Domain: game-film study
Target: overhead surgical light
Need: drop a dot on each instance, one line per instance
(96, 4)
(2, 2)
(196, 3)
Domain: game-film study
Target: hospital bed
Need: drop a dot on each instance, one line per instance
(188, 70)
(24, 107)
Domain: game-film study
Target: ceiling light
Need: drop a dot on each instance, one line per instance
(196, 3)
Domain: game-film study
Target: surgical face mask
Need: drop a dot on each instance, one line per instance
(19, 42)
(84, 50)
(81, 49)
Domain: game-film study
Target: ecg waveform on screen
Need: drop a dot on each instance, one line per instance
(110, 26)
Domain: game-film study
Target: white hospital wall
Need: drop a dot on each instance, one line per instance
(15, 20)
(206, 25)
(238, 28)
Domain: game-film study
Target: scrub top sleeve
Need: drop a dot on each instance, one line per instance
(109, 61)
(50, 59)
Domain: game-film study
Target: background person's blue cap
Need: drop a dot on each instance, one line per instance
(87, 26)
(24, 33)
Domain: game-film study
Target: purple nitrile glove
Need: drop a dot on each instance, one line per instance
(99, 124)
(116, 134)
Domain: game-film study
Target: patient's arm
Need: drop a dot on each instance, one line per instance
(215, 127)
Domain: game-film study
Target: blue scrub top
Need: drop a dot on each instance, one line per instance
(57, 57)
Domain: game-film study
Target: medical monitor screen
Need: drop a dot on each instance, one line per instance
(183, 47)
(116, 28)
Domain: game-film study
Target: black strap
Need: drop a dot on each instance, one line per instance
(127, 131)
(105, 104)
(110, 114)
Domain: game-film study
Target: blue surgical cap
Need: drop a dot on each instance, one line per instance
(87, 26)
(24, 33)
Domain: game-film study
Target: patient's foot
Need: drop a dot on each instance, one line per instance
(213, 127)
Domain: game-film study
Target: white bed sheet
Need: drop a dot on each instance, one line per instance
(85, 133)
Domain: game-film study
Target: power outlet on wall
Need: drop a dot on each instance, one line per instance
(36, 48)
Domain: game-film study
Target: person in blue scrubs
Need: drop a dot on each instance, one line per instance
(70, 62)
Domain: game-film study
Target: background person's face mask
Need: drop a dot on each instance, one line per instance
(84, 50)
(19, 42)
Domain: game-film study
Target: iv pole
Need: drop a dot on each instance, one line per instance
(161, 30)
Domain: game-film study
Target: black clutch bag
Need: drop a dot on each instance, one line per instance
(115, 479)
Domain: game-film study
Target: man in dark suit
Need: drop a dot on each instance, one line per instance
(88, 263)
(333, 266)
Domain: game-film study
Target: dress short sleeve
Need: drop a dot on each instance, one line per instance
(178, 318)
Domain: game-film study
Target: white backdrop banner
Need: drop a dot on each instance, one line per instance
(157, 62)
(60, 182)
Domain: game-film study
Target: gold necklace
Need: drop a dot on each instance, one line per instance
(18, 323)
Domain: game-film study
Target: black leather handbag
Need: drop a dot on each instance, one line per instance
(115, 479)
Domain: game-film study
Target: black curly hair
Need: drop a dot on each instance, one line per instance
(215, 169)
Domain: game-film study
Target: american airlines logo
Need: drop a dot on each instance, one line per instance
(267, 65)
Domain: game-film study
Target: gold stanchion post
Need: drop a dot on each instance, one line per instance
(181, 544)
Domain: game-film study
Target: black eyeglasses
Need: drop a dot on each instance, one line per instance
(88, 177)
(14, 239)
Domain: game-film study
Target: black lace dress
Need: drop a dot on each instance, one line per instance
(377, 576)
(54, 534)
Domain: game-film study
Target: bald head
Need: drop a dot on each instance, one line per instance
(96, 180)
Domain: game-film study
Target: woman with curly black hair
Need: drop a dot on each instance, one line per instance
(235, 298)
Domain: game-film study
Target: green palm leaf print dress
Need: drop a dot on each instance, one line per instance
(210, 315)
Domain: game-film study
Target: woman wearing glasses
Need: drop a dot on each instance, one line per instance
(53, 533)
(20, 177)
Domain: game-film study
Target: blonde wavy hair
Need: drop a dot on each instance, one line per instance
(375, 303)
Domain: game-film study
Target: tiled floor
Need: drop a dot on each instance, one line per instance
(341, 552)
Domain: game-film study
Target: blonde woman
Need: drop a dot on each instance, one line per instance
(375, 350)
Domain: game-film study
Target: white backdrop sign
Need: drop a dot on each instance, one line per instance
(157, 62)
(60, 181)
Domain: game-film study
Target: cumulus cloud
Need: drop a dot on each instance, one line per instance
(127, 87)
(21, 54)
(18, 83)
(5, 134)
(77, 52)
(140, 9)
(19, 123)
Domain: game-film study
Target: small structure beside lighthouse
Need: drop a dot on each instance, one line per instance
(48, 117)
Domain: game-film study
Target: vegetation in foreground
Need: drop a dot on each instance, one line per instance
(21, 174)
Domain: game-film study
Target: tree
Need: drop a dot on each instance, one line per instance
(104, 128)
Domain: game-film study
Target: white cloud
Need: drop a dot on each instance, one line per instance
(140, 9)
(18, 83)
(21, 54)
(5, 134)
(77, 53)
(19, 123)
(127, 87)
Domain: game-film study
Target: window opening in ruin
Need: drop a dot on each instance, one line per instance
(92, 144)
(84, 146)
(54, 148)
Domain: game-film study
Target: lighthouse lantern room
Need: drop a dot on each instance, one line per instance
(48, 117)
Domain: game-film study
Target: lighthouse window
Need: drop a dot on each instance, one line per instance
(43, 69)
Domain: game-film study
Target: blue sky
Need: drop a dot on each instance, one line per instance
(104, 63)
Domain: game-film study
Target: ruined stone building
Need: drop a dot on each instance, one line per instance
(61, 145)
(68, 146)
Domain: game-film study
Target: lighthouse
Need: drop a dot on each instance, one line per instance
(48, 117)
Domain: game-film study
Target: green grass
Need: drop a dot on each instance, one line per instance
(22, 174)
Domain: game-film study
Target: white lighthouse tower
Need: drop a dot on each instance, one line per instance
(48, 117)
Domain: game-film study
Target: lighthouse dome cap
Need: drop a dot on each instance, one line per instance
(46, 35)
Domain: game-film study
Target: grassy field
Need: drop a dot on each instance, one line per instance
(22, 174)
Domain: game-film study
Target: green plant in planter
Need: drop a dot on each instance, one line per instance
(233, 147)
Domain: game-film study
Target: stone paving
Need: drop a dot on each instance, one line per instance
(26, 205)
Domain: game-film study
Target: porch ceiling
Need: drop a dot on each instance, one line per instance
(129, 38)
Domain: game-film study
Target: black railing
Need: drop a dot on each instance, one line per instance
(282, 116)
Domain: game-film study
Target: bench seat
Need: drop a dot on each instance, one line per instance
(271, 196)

########################################

• What to do
Give back each line above precisely as it stands.

• The result
Domain: game-film study
Target: overhead surgical light
Need: drop a dot on each instance, one line per instance
(96, 4)
(2, 2)
(196, 3)
Domain: game-film study
Target: hospital bed
Need: drop a dot on each instance, one line per instance
(188, 70)
(24, 107)
Domain: game-film study
Target: ceiling light
Need: drop a dot on each instance, one line per instance
(196, 3)
Domain: game-film study
Target: surgical face mask
Need: drop a dot on each instance, one line per instance
(19, 42)
(84, 50)
(81, 49)
Domain: game-film study
Target: ecg waveform on screen
Need: drop a dot on each instance, one line per instance
(110, 26)
Domain: game-film study
Target: white hospital wall
Need: drop a dot on each instance, one line per instance
(15, 20)
(206, 25)
(238, 28)
Domain: game-film study
Target: scrub top sleeve
Need: drop a dot on each instance, one line per instance
(109, 61)
(50, 59)
Domain: game-film study
Target: background person's blue cap
Need: drop a dot on each instance, one line per instance
(87, 26)
(24, 33)
Domain: game-film study
Target: purple nitrile glove
Need: drop a dot on each instance, one line per instance
(99, 124)
(116, 134)
Domain: game-film study
Target: patient's arm
Need: drop a dot on each instance, one line per instance
(215, 127)
Domain: game-film study
Target: blue scrub top
Need: drop a dot on each instance, one line per instance
(57, 57)
Domain: game-film study
Target: medical monitor screen
Need: drop a dot on each instance, one line per instance
(183, 47)
(116, 28)
Domain: game-film study
Target: black strap
Need: drop a dot on each instance, one line per instance
(127, 131)
(105, 104)
(110, 114)
Domain: game-film study
Target: blue surgical cap
Need: drop a dot on each instance, one line per instance
(87, 26)
(24, 33)
Domain: game-film study
Target: patient's foot
Need: drop a dot on each instance, one line per instance
(213, 127)
Domain: game-film study
Target: white bed sheet
Need: drop a dot on each instance, one line per instance
(85, 133)
Domain: game-film study
Target: power outlet on wall
Need: drop a dot on each instance, one line per instance
(36, 48)
Domain: game-film study
Target: person in blue scrubs
Need: drop a dot on each instance, one line per instance
(70, 62)
Domain: game-film study
Target: background person's face mask
Need: drop a dot on each instance, one line per instance
(84, 50)
(19, 42)
Domain: game-film study
Target: iv pole
Need: drop a dot on each instance, one line per instance
(161, 30)
Domain: game-film study
Target: black clutch bag
Need: drop a dot on each instance, one line per instance
(115, 479)
Domain: game-film study
Target: man in dark suit
Need: drop a dot on each instance, one line per instance
(88, 263)
(333, 266)
Domain: game-film study
Target: dress short sleeve
Need: drop a dot on each instance, one line per instance
(178, 318)
Domain: game-film study
Target: white backdrop banner
Need: drop a dot on each instance, one line per instance
(157, 62)
(60, 182)
Domain: game-film study
Target: gold necklace
Need: drop a dot on each instance, one line per instance
(18, 323)
Domain: game-film study
Target: black leather handbag
Need: drop a dot on each instance, one line per instance
(115, 479)
Domain: game-film study
Target: black curly hair
Need: drop a dot on each instance, one line per instance
(215, 169)
Domain: game-film study
Target: american airlines logo
Need: drop a dot on each instance, one line per instance
(267, 65)
Domain: game-film study
Target: gold stanchion post
Need: drop a dot on each instance, one line per instance
(181, 544)
Domain: game-film study
Target: black eyeglasses
Need: drop a dot on each instance, one line per instance
(88, 177)
(14, 239)
Domain: game-film study
Target: black lace dress
Need: drop a dot on each instance, one line per instance
(377, 576)
(54, 534)
Domain: game-film study
Target: bald head
Need: drop a dot on each instance, one line per instance
(96, 180)
Domain: game-film study
Target: woman with curly black hair
Need: drop a dot on each instance, one line per instance
(235, 298)
Domain: game-film study
Target: green palm leaf print dress
Need: drop a dot on each instance, one line per instance
(210, 315)
Domain: game-film study
Target: woman wearing glasses
Need: drop a dot on each instance, one line per instance
(53, 533)
(20, 177)
Domain: game-film study
Target: blonde wavy hair
Need: drop a dot on each instance, one line per instance
(375, 303)
Domain: game-film study
Target: tiled floor
Need: drop a dot on each instance, one line per instance
(341, 552)
Domain: game-film study
Target: blonde woman
Need: drop a dot on each instance, one line per instance
(375, 350)
Domain: game-film study
Target: white backdrop sign
Need: drop a dot on each instance, one line per instance
(157, 62)
(60, 181)
Domain: game-film study
Target: cumulus cloud
Need: drop a dot on each instance, one line per instance
(127, 87)
(21, 54)
(18, 83)
(5, 134)
(77, 52)
(140, 9)
(19, 123)
Domain: game-film study
Target: small structure beside lighthouse
Need: drop a dot on each instance, one line per instance
(48, 117)
Domain: game-film study
Target: vegetation in foreground
Need: drop a dot on each instance, one line per instance
(21, 174)
Domain: game-film study
Target: tree
Need: drop a dot on each instance, one line per instance
(104, 128)
Domain: game-film study
Target: white cloud
Need: drop a dot on each instance, one line per instance
(140, 9)
(18, 83)
(21, 54)
(5, 134)
(77, 53)
(19, 123)
(127, 87)
Domain: game-film study
Target: window opening in ruin
Need: drop a dot on each instance, one line per instance
(92, 144)
(84, 146)
(54, 148)
Domain: game-film study
Target: lighthouse lantern room
Need: drop a dot on each instance, one line per instance
(48, 117)
Domain: game-film study
Target: lighthouse window
Need: drop a dot on each instance, one line per instance
(43, 69)
Domain: game-film study
Target: blue sky
Need: drop a dot on each instance, one line per instance
(104, 63)
Domain: game-film study
Target: ruined stone building
Need: drop a dot on each instance, one line per instance
(61, 145)
(68, 146)
Domain: game-film study
Target: lighthouse
Need: drop a dot on each instance, one line per instance
(48, 117)
Domain: game-film study
Target: green grass
Need: drop a dot on each instance, one line per instance
(22, 174)
Domain: game-film study
Target: white lighthouse tower
Need: drop a dot on each instance, one line per instance
(48, 117)
Domain: game-film study
Target: lighthouse dome cap
Need: drop a dot on each instance, one line per instance
(46, 35)
Domain: game-film study
Target: grassy field
Need: drop a dot on each instance, one line per instance
(22, 174)
Domain: game-film study
Target: green plant in planter
Need: drop a dot on each instance, one line per instance
(233, 147)
Domain: game-film study
Target: stone paving
Need: drop a dot on each instance, one line per instance
(26, 205)
Domain: game-film study
Target: porch ceiling
Need: drop a dot on each instance, one line per instance
(129, 38)
Domain: game-film study
Target: black railing
Need: drop a dot on each instance, one line per instance
(282, 116)
Domain: game-film study
Target: bench seat
Need: drop a dot on each instance, one line per instance
(271, 196)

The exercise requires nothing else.